- [Instructions to follow]:
The expected answer is the data below, retyped exactly.
Provided records Block Start
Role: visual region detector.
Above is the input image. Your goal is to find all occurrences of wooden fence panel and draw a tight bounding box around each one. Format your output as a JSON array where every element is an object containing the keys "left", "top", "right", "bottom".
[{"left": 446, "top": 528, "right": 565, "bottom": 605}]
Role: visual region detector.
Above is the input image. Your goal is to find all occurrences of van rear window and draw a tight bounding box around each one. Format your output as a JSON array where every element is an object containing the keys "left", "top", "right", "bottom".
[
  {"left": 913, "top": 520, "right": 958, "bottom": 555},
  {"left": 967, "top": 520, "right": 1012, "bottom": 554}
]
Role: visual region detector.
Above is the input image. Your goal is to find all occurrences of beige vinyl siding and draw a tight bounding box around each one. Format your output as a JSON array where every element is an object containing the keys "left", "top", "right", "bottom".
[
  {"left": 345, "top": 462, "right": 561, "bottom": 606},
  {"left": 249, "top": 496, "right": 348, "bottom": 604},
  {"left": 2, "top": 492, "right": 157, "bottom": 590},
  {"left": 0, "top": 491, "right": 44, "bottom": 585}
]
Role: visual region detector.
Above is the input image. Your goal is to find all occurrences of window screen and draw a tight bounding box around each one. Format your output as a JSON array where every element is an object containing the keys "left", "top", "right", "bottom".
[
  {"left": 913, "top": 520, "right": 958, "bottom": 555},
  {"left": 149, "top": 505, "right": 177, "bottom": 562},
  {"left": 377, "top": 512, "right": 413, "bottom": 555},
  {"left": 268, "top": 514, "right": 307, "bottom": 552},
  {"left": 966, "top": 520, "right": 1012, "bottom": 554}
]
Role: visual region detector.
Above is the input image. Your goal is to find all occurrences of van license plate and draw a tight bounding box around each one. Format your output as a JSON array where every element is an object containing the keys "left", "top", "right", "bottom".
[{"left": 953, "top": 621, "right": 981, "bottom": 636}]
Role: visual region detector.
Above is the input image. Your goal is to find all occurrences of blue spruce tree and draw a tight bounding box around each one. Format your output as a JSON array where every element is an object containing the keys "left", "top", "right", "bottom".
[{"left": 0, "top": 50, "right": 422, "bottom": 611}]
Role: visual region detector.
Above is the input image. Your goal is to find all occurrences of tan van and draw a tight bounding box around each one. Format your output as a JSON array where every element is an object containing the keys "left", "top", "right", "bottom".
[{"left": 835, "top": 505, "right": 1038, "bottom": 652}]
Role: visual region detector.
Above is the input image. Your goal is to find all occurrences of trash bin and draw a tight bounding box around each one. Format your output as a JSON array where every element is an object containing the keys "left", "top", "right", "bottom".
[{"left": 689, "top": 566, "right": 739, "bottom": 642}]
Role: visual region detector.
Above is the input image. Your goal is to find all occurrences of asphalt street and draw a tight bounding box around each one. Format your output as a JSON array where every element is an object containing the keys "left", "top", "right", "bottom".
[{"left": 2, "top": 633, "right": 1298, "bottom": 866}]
Provided records Block End
- [Response area]:
Role: visual region detector.
Above is the input image. Your goal is to find all occurrences of wooden fence panel and draw a tight bounding box around each one. Format your output as a JSON array where every element is an object containing the keys "left", "top", "right", "bottom".
[{"left": 446, "top": 528, "right": 565, "bottom": 605}]
Role: visual region detector.
Above is the input image. Your goal is to find all occurrences of van rear window and draw a tight bounding box around each one. Format your output as a JSON array where every element is an object containing the keys "left", "top", "right", "bottom".
[
  {"left": 913, "top": 520, "right": 958, "bottom": 555},
  {"left": 967, "top": 520, "right": 1012, "bottom": 554}
]
Role: visual region detector.
Above is the input image. Your goal is to find all occurrences of beige vinyl siding and draw a tight bounding box around each one. Format your output as a JSON array where every element is an object containing the keys "left", "top", "right", "bottom".
[
  {"left": 345, "top": 462, "right": 561, "bottom": 606},
  {"left": 249, "top": 496, "right": 348, "bottom": 604},
  {"left": 2, "top": 492, "right": 157, "bottom": 590},
  {"left": 0, "top": 491, "right": 44, "bottom": 585}
]
Role: visual region detector.
Above is the input image. Your goal is to find all occurrences of window screen and draw a tight bounding box around each one. Format your output as a JSON array where every element is an object containing the keys "left", "top", "right", "bottom".
[
  {"left": 913, "top": 520, "right": 958, "bottom": 555},
  {"left": 149, "top": 505, "right": 177, "bottom": 562},
  {"left": 377, "top": 512, "right": 413, "bottom": 555},
  {"left": 268, "top": 514, "right": 307, "bottom": 552},
  {"left": 966, "top": 520, "right": 1012, "bottom": 554}
]
Role: visual region detector.
Above is the input image. Your goal is to find all occurrences of van license plate and draw a tight bounding box around each one. Format your output as a JSON array where every element is an object containing the keys "left", "top", "right", "bottom".
[{"left": 953, "top": 621, "right": 981, "bottom": 636}]
Role: visual region detector.
Above is the input image. Your goal is to find all occurrences of blue spruce tree and draw a tight bounding box around each one. Format your output as a JSON array where every element is an object containing the keys "left", "top", "right", "bottom".
[{"left": 0, "top": 50, "right": 422, "bottom": 611}]
Role: visual region detector.
Above is the input image. Your goal is to find all occurrences of tan van and draw a tight bounding box around each one. Format your output as a JSON array where every element is an object containing the keys "left", "top", "right", "bottom".
[{"left": 835, "top": 505, "right": 1038, "bottom": 652}]
Role: visual region detector.
Above is the input image. Your goal is to find all occurrences of trash bin and draw a tight bounding box around each one. Format your output as a JSON array where every element is an object containing the keys "left", "top", "right", "bottom".
[{"left": 689, "top": 566, "right": 739, "bottom": 642}]
Role: visual region detector.
Above is the input image. Your goal is to find all occurrences of asphalt street and draw a tight bounding box around each one. Format your output as a JSON array where every element is an object containing the keys "left", "top", "right", "bottom".
[{"left": 2, "top": 633, "right": 1298, "bottom": 866}]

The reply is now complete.